Thursday, December 01, 2011

Amazon.com's Simple Storage Service and Hayloft

Information technology is like fashion: you live long enough, you see it change many times. And sometimes the new stuff looks kinda like the old stuff. But that doesn't mean you don't get excited about it. Change is inevitable; you might as well learn to enjoy it.

I'm watching the IT world evolve to a model that is handheld battery powered consumer devices, which these days we're calling smartphones and tablets, communicating wirelessly with enormous distributed computing systems, which we now call cloud computing. I'm all excited. For lots of reasons. Not the least of which is the fact that my professional career over the past thirty-five years as wobbled back and forth between developing software for small embedded systems and for high performance computers, gigantic distributed systems, and server farms. Turns out, the skill sets are the same. I am not the first person to have noticed this.

Data extract |
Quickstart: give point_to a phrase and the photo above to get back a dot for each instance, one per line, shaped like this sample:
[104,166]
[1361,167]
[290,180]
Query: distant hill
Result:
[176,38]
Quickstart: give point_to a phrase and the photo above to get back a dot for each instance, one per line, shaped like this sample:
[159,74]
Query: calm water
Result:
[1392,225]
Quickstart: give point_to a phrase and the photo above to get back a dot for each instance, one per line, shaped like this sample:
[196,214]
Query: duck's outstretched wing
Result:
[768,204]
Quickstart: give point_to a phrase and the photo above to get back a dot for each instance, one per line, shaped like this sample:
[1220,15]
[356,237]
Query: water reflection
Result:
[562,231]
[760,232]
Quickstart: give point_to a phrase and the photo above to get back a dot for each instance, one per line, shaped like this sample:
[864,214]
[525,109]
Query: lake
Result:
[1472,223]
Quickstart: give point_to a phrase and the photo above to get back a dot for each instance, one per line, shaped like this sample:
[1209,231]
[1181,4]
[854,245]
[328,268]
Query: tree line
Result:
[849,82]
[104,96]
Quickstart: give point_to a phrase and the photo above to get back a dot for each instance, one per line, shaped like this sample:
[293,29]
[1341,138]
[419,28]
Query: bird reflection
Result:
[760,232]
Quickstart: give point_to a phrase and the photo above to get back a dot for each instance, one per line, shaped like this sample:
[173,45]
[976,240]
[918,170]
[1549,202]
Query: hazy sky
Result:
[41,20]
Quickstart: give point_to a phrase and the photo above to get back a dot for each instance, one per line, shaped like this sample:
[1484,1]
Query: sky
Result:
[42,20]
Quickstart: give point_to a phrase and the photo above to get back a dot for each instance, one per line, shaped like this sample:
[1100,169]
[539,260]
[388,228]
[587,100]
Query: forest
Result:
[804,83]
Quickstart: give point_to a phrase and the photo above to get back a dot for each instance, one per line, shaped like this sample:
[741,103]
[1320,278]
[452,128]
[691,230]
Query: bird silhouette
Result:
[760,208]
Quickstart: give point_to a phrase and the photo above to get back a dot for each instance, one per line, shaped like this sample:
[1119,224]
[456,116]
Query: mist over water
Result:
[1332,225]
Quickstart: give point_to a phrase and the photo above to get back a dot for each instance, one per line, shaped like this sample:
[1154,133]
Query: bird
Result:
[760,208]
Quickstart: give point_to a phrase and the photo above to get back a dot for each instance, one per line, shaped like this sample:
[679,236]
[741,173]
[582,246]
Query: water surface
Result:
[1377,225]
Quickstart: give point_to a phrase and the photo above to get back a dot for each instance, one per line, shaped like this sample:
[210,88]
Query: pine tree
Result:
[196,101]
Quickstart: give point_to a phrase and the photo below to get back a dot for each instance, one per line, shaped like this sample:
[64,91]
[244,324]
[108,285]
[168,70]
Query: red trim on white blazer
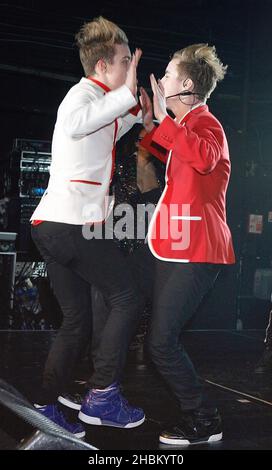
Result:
[86,182]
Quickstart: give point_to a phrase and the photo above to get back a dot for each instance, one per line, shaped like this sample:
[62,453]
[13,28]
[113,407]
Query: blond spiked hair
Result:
[201,63]
[96,40]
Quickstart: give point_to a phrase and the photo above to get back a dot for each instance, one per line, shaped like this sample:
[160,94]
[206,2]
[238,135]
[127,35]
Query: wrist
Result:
[149,127]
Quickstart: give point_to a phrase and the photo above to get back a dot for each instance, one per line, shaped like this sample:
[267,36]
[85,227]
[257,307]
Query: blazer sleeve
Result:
[200,146]
[155,149]
[82,113]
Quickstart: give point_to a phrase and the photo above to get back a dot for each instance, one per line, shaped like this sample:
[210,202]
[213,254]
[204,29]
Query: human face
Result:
[171,82]
[116,72]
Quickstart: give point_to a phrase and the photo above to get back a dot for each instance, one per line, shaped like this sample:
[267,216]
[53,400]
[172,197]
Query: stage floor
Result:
[225,360]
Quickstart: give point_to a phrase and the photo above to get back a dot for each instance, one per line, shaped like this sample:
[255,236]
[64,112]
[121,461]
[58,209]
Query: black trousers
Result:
[74,263]
[178,291]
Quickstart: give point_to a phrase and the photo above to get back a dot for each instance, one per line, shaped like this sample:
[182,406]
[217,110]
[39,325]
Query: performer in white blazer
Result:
[93,115]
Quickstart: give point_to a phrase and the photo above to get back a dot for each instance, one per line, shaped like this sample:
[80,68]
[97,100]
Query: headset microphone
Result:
[185,93]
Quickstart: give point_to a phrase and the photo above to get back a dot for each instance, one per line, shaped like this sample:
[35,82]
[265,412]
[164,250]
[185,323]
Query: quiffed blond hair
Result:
[96,40]
[201,63]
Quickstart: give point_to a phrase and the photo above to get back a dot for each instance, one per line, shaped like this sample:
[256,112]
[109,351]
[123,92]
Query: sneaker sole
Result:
[69,404]
[79,435]
[99,422]
[182,442]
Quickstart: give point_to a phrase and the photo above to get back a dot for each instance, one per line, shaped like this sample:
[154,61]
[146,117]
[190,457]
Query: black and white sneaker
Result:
[195,427]
[71,400]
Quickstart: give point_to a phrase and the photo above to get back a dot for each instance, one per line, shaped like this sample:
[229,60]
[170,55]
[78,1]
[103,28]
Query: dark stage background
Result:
[39,63]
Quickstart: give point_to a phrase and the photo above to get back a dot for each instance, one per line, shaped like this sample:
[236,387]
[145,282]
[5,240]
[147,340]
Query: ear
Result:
[100,67]
[188,84]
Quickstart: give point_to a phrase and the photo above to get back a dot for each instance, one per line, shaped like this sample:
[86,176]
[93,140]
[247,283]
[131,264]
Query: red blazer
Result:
[189,223]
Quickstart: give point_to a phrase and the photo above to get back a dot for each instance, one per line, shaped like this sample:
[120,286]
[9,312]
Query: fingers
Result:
[138,53]
[160,86]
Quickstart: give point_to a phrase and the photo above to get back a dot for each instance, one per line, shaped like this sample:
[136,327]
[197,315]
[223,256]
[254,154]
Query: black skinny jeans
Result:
[73,264]
[178,291]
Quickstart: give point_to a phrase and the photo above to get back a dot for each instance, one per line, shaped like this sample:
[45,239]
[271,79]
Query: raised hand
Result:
[159,101]
[131,80]
[147,110]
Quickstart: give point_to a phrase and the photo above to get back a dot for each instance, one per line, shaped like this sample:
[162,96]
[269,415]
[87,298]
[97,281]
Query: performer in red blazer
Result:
[188,233]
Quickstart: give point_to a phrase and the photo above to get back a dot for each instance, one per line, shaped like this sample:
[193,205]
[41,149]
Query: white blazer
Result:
[89,121]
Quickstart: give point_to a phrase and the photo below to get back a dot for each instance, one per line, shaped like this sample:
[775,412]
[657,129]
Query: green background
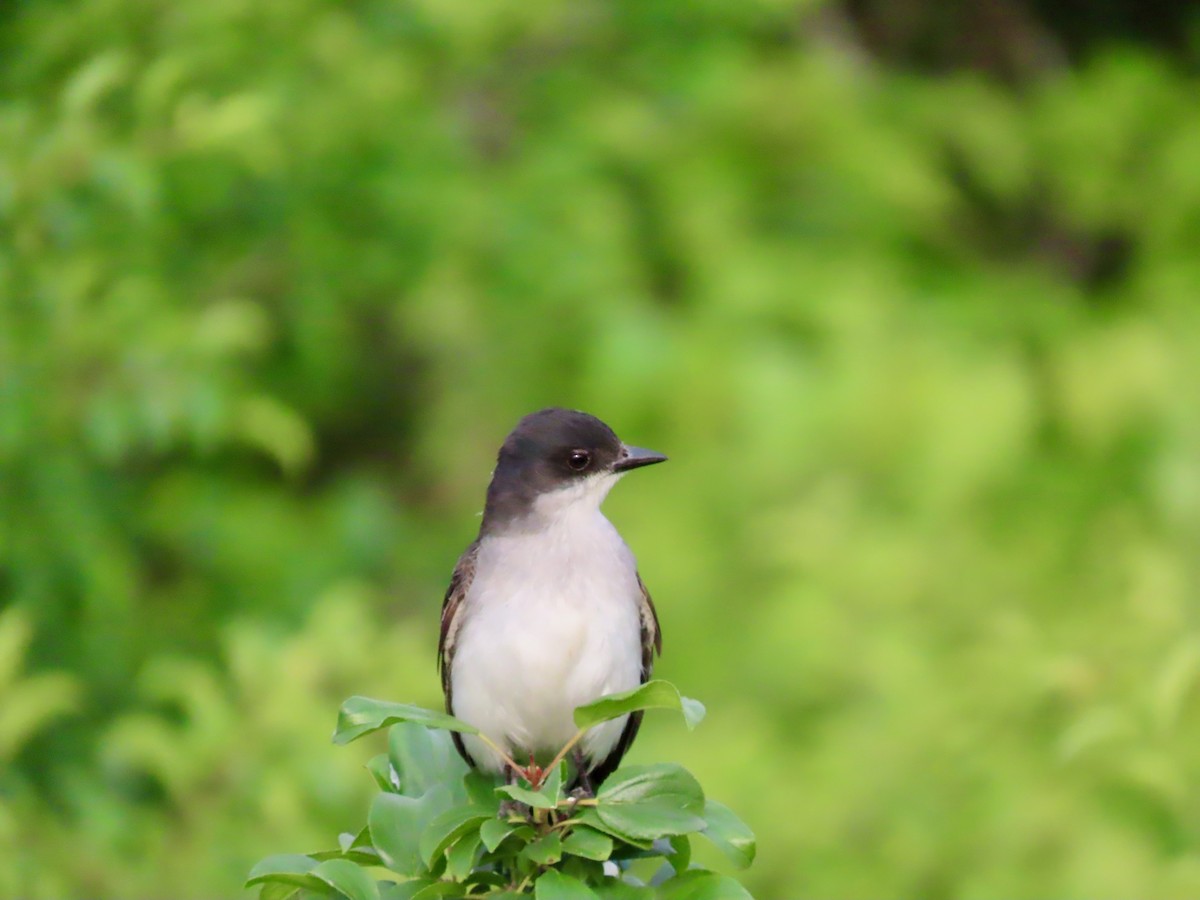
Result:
[906,292]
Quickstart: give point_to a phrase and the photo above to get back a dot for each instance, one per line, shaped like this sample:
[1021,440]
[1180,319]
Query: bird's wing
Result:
[652,643]
[453,609]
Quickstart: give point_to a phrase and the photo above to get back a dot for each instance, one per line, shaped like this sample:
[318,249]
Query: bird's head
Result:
[556,461]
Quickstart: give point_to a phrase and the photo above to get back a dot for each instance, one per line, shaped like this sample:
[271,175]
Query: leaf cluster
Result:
[438,829]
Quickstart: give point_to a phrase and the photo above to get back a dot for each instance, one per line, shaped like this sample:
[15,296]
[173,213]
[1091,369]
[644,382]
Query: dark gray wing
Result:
[652,643]
[453,610]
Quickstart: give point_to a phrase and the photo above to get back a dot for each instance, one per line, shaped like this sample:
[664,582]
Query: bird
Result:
[546,610]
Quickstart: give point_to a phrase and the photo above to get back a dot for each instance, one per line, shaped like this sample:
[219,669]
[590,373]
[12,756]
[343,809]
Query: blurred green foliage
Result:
[921,336]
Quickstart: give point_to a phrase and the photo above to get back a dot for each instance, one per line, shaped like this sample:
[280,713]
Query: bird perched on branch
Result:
[545,610]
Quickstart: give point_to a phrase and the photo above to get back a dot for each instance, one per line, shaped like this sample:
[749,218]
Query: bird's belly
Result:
[527,657]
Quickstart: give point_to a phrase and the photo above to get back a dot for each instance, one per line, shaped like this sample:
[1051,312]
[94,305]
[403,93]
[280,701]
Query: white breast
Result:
[551,622]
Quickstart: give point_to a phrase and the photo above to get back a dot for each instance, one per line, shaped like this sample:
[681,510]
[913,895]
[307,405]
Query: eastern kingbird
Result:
[545,610]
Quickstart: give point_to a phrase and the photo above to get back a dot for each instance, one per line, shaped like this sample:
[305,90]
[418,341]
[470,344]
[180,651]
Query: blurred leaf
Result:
[652,695]
[648,802]
[549,796]
[699,885]
[731,835]
[447,828]
[587,843]
[363,715]
[556,886]
[546,850]
[291,869]
[396,826]
[462,856]
[423,757]
[681,847]
[495,831]
[384,774]
[347,879]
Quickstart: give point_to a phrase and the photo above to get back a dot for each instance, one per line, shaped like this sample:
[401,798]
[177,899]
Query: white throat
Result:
[552,622]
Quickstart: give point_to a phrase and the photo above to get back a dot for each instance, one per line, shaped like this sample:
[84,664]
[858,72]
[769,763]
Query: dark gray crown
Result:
[546,450]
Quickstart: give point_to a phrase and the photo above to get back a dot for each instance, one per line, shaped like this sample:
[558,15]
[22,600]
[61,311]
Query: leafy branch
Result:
[438,829]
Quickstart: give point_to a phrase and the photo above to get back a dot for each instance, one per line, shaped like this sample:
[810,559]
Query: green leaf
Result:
[441,889]
[293,869]
[480,791]
[495,831]
[731,835]
[396,825]
[447,828]
[648,802]
[423,757]
[587,843]
[681,852]
[461,857]
[555,886]
[652,695]
[592,820]
[618,889]
[549,796]
[348,879]
[701,885]
[385,777]
[277,891]
[361,715]
[546,850]
[406,889]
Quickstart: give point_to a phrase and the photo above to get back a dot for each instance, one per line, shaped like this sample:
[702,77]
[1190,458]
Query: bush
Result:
[455,833]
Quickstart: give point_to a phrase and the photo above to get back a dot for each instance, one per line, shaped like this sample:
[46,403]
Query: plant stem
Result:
[567,748]
[519,769]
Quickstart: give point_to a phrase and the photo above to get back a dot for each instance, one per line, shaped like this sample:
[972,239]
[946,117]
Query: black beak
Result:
[633,457]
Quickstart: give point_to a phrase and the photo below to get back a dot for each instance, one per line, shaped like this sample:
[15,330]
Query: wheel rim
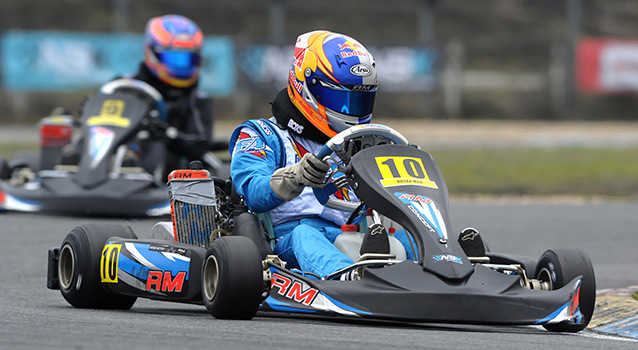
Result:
[211,277]
[66,267]
[545,278]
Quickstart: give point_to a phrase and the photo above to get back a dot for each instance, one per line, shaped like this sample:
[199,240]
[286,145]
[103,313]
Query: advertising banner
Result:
[58,61]
[607,66]
[400,69]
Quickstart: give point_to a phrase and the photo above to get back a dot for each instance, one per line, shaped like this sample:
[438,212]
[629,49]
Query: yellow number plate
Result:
[109,262]
[111,114]
[397,171]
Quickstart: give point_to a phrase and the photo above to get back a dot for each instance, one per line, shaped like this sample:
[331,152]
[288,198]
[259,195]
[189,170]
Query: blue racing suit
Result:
[304,229]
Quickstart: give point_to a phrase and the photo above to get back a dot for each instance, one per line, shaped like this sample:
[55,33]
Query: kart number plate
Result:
[398,171]
[111,114]
[109,262]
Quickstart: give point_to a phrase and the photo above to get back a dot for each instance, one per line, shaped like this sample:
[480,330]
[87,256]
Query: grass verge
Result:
[562,171]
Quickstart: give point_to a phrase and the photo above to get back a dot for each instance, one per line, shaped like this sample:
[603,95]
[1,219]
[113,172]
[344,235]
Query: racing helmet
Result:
[172,49]
[332,81]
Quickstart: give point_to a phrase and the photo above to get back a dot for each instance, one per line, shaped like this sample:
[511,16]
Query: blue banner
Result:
[57,61]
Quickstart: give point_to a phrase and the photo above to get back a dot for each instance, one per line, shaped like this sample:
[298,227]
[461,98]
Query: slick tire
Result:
[558,267]
[232,279]
[5,173]
[79,267]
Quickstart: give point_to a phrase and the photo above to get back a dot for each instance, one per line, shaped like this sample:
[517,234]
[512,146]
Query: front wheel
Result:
[79,267]
[558,267]
[232,279]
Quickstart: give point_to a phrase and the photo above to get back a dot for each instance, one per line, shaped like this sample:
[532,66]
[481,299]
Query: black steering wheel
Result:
[345,145]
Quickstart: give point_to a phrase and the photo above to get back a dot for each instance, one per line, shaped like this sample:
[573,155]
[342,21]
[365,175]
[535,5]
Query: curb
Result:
[616,312]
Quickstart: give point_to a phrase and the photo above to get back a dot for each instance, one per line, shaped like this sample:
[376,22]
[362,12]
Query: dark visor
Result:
[341,98]
[179,60]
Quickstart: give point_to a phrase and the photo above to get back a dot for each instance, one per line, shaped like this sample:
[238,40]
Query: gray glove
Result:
[288,182]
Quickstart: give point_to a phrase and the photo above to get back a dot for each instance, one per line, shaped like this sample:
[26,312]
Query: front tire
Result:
[558,267]
[79,267]
[232,279]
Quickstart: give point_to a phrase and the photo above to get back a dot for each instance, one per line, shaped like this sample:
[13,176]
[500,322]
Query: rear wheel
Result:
[5,173]
[79,267]
[558,267]
[232,280]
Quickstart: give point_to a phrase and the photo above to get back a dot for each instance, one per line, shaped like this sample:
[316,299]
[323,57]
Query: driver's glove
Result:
[288,182]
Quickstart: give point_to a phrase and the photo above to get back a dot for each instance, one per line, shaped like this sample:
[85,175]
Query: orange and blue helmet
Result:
[172,49]
[332,81]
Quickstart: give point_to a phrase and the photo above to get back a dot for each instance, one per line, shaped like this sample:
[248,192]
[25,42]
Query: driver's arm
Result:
[251,168]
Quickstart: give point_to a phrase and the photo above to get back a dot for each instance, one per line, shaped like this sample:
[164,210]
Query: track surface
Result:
[35,317]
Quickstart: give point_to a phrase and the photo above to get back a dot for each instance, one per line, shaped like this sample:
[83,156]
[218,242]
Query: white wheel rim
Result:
[211,277]
[66,267]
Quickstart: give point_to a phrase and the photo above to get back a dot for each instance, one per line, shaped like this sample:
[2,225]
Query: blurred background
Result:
[437,59]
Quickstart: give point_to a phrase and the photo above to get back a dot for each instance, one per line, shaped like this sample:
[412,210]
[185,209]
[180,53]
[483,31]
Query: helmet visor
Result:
[356,100]
[181,63]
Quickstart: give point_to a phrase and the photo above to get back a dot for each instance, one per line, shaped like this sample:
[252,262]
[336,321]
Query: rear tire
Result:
[232,279]
[558,267]
[79,267]
[5,173]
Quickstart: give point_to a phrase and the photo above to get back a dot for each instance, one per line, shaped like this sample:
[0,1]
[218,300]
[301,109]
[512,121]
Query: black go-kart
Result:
[217,253]
[103,174]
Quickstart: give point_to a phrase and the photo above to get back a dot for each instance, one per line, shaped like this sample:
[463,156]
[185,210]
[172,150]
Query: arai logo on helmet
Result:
[361,70]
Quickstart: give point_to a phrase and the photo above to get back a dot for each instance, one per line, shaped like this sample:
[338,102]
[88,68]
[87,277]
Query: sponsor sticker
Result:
[295,290]
[163,281]
[111,114]
[398,171]
[109,262]
[361,70]
[448,258]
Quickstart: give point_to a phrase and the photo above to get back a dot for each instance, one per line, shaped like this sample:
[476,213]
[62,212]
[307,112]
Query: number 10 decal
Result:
[397,171]
[108,264]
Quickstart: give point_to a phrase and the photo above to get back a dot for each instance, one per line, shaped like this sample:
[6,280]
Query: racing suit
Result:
[304,229]
[190,112]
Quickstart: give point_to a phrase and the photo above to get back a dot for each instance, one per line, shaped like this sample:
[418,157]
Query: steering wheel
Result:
[141,88]
[345,145]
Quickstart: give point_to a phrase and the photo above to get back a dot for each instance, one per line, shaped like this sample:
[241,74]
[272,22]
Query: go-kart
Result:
[216,253]
[103,174]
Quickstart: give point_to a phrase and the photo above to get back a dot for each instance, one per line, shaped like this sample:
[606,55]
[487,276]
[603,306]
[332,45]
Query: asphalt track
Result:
[35,317]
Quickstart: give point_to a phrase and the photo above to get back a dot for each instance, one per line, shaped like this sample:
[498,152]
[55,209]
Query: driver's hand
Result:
[288,182]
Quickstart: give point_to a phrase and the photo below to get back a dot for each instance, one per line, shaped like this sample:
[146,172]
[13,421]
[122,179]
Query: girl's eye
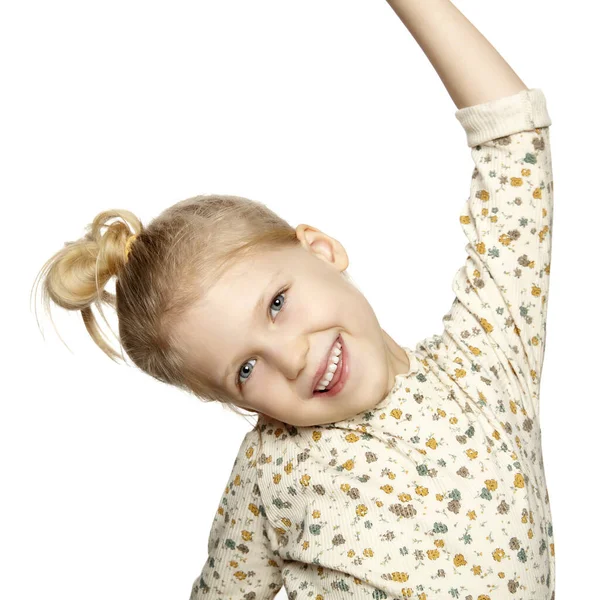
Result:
[244,370]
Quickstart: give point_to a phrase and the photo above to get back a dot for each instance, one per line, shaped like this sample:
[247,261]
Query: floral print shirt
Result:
[438,492]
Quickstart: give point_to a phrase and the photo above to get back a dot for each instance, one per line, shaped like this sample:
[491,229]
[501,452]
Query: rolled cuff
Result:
[522,111]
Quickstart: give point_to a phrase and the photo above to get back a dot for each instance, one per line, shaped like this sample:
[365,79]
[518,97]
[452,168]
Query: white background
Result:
[329,112]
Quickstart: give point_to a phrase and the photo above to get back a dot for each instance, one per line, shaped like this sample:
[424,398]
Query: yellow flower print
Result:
[498,554]
[486,326]
[459,560]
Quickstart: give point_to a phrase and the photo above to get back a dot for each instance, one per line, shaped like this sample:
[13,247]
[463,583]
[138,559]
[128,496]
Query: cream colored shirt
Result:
[437,493]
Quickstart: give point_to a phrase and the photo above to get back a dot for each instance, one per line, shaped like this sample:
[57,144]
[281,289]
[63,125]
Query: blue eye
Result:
[241,380]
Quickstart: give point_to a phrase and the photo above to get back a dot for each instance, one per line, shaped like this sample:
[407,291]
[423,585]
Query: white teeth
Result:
[331,367]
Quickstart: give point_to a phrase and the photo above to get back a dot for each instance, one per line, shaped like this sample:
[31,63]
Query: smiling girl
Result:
[374,470]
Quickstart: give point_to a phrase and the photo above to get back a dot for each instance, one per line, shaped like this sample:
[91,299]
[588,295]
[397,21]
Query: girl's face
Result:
[267,357]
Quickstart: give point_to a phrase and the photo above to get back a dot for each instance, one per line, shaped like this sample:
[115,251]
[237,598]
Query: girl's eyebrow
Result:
[258,308]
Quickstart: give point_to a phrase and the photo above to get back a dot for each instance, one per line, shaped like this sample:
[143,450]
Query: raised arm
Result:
[469,66]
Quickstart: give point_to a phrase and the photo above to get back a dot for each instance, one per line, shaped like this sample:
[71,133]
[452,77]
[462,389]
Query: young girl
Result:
[374,470]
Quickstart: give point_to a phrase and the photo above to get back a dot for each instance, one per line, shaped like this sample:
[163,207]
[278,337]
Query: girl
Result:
[374,470]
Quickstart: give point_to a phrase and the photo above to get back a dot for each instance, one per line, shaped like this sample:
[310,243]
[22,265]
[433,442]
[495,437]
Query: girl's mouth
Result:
[341,374]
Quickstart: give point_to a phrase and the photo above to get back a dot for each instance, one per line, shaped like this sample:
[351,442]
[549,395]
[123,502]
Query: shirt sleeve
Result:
[242,561]
[502,288]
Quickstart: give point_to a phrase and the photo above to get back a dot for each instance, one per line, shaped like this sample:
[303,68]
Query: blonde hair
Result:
[170,263]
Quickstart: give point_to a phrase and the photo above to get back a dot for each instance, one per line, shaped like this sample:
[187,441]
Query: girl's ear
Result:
[322,246]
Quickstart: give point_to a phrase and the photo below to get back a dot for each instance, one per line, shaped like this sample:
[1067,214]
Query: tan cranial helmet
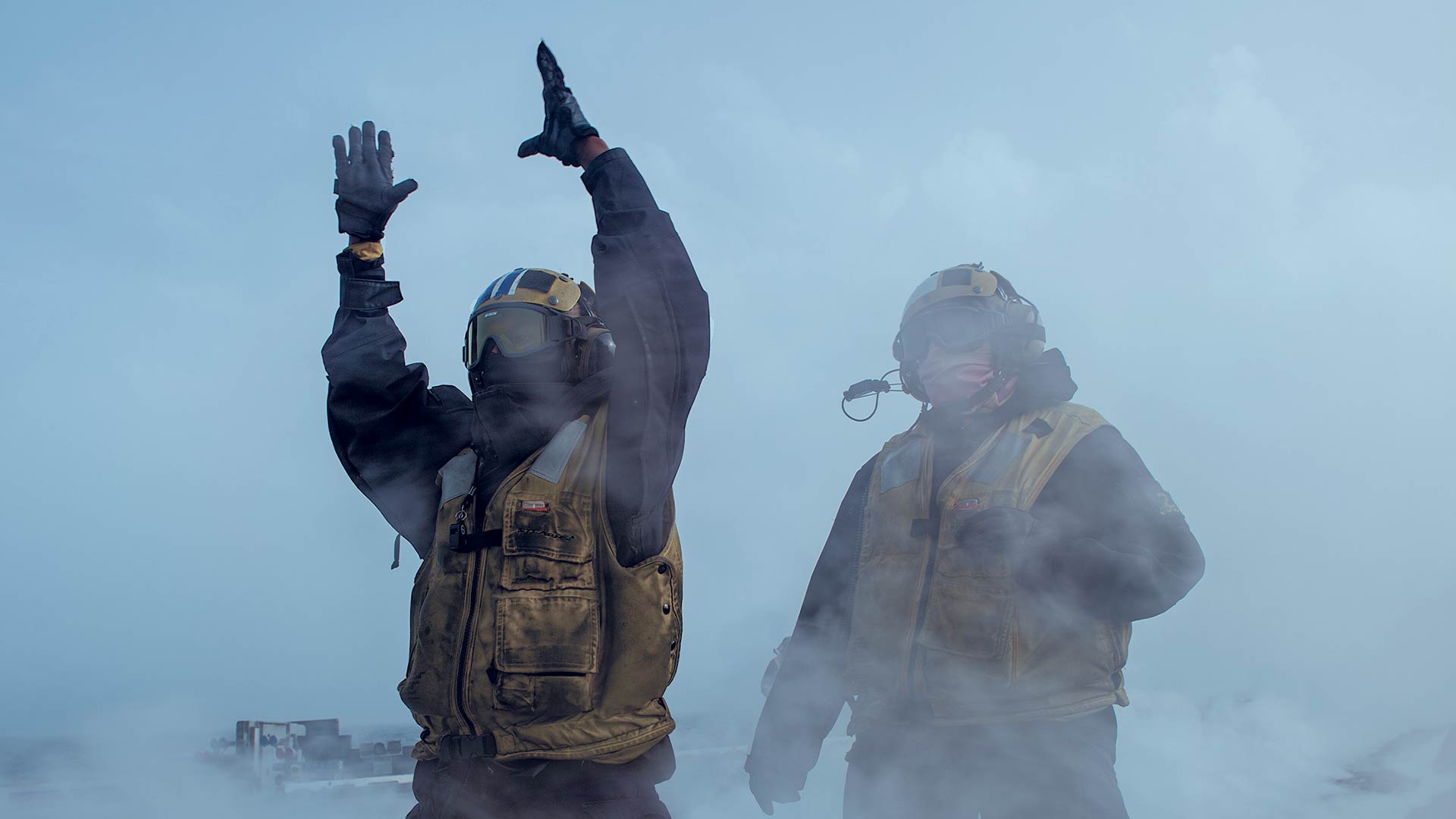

What is asked |
Can you carry on the blog post about Amazon's Simple Storage Service and Hayloft, starting right after its last sentence? These rows come from a separate source.

Exercise result |
My most recent project is to develop Hayloft, a C++ object oriented interface to Amazon Web Services (AWS) Simple Storage Service (S3). My goal is for Hayloft to make it easy to use S3 from embedded devices. S3 is Amazon.com's web-based storage service that can (if you do it right) reliably and inexpensively store blobs of arbitrary data. How much data? A single blob, or object, can be up to five terabytes in size. And you can store a lot of objects. Objects are organized into buckets. Each bucket can be thought of as a web site with its own domain name, which means bucket names have to conform to the internet's Domain Name System (DNS) syntax. Each object is independently addressable via its own URL. To S3, these objects are simply opaque data files in the classic mass storage system reference model sense: they can range from HTML pages to scientific databases to virtual machine images to what have you.

(Indeed, I strongly suspect you could build a distributed mass storage system from S3 just as Cycle Computing built a 10,000 core distributed supercomputer from Amazon.com's Elastic Computing Cloud (EC2) for one of their customers. I'm pretty excited about that, too.)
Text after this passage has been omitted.